__DOCUMENT SECTION__
########################################
Our fourth quarter net interest and other income were favorable by about $0.5 million to last year, primarily currency related, as the Chinese renminbi strengthened relative to the US dollar. Fourth quarter 2012 net earnings were $8.8 million or $0.26 per diluted share, compared to net earnings of $5.9 million or $0.17 per diluted share in the same period last year.
Included in the fourth-quarter 2012 earnings was a $0.23 per share gain from the Singapore facility sale leaseback transaction; a $0.09 per share restructuring charge; and a $0.06 per share of acquisition-related and other charges. Excluding these items, our fourth quarter 2012 adjusted earnings per share were $0.18 compared to $0.22 in the prior period.
The year-over-year decrease is primarily due to a higher effective tax rate in the fourth quarter of 2012, including a delayed US research tax credit not signed into law in 2012, as anticipated, but signed in early 2013, and a delay in the formal approval of a Chinese high technology incentive tax credit. These tax items combined represent approximately $0.06 per share of lower earnings in the fourth quarter, which we expect to record as a tax benefit in the first quarter of 2013.
########################################
__ACTIONS TO TAKE__
A. According to the earnings remarks, why were fourth quarter 2012 adjusted earnings per share lower than in the prior period? Answer in one to three sentences.
B. Write the next part of the earnings remarks, picking up after the final sentence.
You won't need the entries to complete this work.

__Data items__
########################################
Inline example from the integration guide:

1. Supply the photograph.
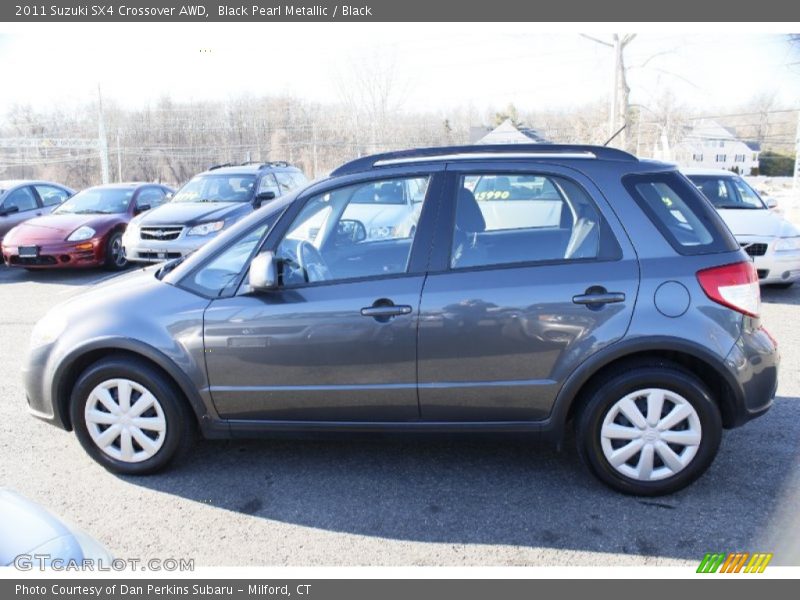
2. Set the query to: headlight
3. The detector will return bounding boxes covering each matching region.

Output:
[775,237,800,252]
[369,225,397,240]
[186,221,225,235]
[125,221,139,237]
[67,225,97,242]
[30,313,67,349]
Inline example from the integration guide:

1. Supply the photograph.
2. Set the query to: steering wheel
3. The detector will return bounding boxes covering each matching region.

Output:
[297,240,331,283]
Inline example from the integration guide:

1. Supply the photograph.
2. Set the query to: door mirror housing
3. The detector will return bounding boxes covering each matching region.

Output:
########################################
__RESPONSES PER TASK__
A. Adjusted earnings per share fell from $0.22 to $0.18 mainly because of a higher effective tax rate in the fourth quarter of 2012. This included a US research tax credit that was signed in early 2013 rather than 2012, and a delay in formal approval of a Chinese high technology incentive tax credit. Together these tax items lowered fourth quarter earnings by about $0.06 per share.

B.
Looking at the full year, sales were $576.9 million, a decrease of 2% from prior year revenue of $588.5 million. On a full-year basis, we believe it is prudent to look at gross margins on an adjusted basis, which adjusts for insurance reimbursements and restructuring-related costs. The flood-related business interruption reimbursements were $20.9 million, shown as a separate line on the P&L, essentially offset the associated losses and expenses which are included on the cost of goods sold line, as well as lost margin on sales not made due to the flood.
Accordingly, our adjusted gross margin of 21.6% compared to 19.4% last year. Approximately half of this percentage increase is related to a favorable sales segment mix as we had a higher percentage of Components and Sensors sales in 2012 relative to 2011, 53% versus 48%.
Relative to 2011, the 2012 gross margin includes a negative $3 million impact related to foreign currency and additional non-cash pension expense. This $3 million was more than offset by operational improvements and some margin recovery on lost sales. Looking ahead to 2013 and given the continued favorable segment sales mix change discussed by Vinod, we expect our gross margin percent to continue to improve another 100 to 150 basis points in 2013.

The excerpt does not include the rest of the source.